TASK :: What you give back must match the data character for character.

AVAILABLE RECORDS ::
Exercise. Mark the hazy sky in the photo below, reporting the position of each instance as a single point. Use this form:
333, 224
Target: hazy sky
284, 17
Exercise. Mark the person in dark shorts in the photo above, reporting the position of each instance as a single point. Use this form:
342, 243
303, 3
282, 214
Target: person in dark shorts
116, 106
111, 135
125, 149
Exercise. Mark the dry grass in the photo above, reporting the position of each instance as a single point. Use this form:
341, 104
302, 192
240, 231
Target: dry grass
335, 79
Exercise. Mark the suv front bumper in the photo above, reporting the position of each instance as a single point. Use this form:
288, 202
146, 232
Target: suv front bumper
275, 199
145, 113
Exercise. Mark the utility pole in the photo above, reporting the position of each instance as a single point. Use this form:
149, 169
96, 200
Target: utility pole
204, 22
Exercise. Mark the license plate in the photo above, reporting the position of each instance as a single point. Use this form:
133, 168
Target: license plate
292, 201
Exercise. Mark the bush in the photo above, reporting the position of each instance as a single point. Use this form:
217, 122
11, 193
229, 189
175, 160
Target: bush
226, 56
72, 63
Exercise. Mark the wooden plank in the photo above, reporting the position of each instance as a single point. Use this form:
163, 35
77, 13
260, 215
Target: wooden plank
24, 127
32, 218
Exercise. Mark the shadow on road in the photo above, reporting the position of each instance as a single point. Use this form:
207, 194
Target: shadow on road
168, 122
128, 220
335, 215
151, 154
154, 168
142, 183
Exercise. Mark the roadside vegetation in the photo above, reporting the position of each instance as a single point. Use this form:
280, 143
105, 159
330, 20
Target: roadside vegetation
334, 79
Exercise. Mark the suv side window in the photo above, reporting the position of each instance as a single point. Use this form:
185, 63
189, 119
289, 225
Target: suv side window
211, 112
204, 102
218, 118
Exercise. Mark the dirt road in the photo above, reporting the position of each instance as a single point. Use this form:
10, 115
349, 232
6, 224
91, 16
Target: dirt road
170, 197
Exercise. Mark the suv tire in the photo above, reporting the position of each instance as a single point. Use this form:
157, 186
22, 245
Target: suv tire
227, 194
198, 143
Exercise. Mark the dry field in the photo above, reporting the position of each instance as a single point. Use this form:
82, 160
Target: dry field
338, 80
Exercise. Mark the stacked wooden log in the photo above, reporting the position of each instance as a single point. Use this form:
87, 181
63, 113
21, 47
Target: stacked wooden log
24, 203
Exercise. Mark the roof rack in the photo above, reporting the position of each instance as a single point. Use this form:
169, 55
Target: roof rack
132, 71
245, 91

THE ANSWER ::
Exercise. Mark the hazy sky in the photo below, reporting the position of each instance as a single point. Use this form:
333, 224
Target: hazy sky
284, 17
Exercise. Mark the person in dark shorts in the photo above, reporting the position of each instance as a single point. Use this form:
342, 243
303, 3
282, 214
Target: person in dark shorts
116, 106
111, 135
125, 149
Exercise. Mark the dry grass in the photo above, reporting the position of each instance as a single point. Use this form:
341, 104
302, 192
240, 231
Target: dry grass
335, 79
Exercise. Mark the suv front bumper in the photo above, reporting the position of each instance as a single point. Use this form:
288, 202
146, 232
Target: suv front bumper
275, 199
145, 113
Exercise. Mark the utility pole in the photo above, reporting the position of each instance as a single point. Use this form:
149, 169
96, 200
Target: utility pole
204, 22
Exercise. Mark the license plate in the photo above, reporting the position of each instance as a single point. Use this form:
133, 168
Target: license plate
292, 201
Exercise. Mark the bush in the photo above, reporting the position of each instance as a single point. Use this form:
217, 122
11, 193
229, 189
175, 160
Target: bush
226, 56
72, 63
Exercise. Mark the wooden plank in the photo above, reporting the position of each instance as a single point. Use this form:
163, 35
77, 13
260, 215
Target: wooden plank
24, 127
32, 218
Exercise. Mark the shadow on road in the photo above, reporting the position of each instance as a single point. Use this form:
207, 194
Target: shadow on road
168, 122
128, 220
335, 215
151, 154
154, 168
142, 183
Exercise. Mark the roadside vegetation in the photo above, reporting the position of each instance as a single point. Use this form:
280, 143
105, 159
330, 20
Target: roadside vegetation
334, 79
Exercise. Mark the suv side window in the photo above, reporting the position of each instance as a single point. Use this form:
185, 63
189, 119
289, 225
Target: suv side window
211, 112
204, 102
218, 118
Exercise. Mark the dirt road in the photo above, reporting the position of each instance as a single point. Use this form:
10, 115
349, 232
6, 224
91, 16
Target: dirt road
170, 197
Exercise. Mark the suv tire in the photo above, reporting the position of each instance as a single point. Use this form:
157, 186
22, 245
Target: suv tire
227, 194
198, 143
Exercise. Mark the dry field in the photo above, reporting the position of each instance as a single point. Use this form:
82, 160
Target: dry field
338, 80
Exercise. Mark the stacked wooden log in the photo above, reporting the position of each instance as a single point. Use this form:
87, 181
63, 113
21, 47
Target: stacked wooden log
24, 203
Exercise. Mark the roof rack in the photo above, reporting the position of each instance as a single point. Use this form:
169, 55
Target: roof rack
132, 71
245, 91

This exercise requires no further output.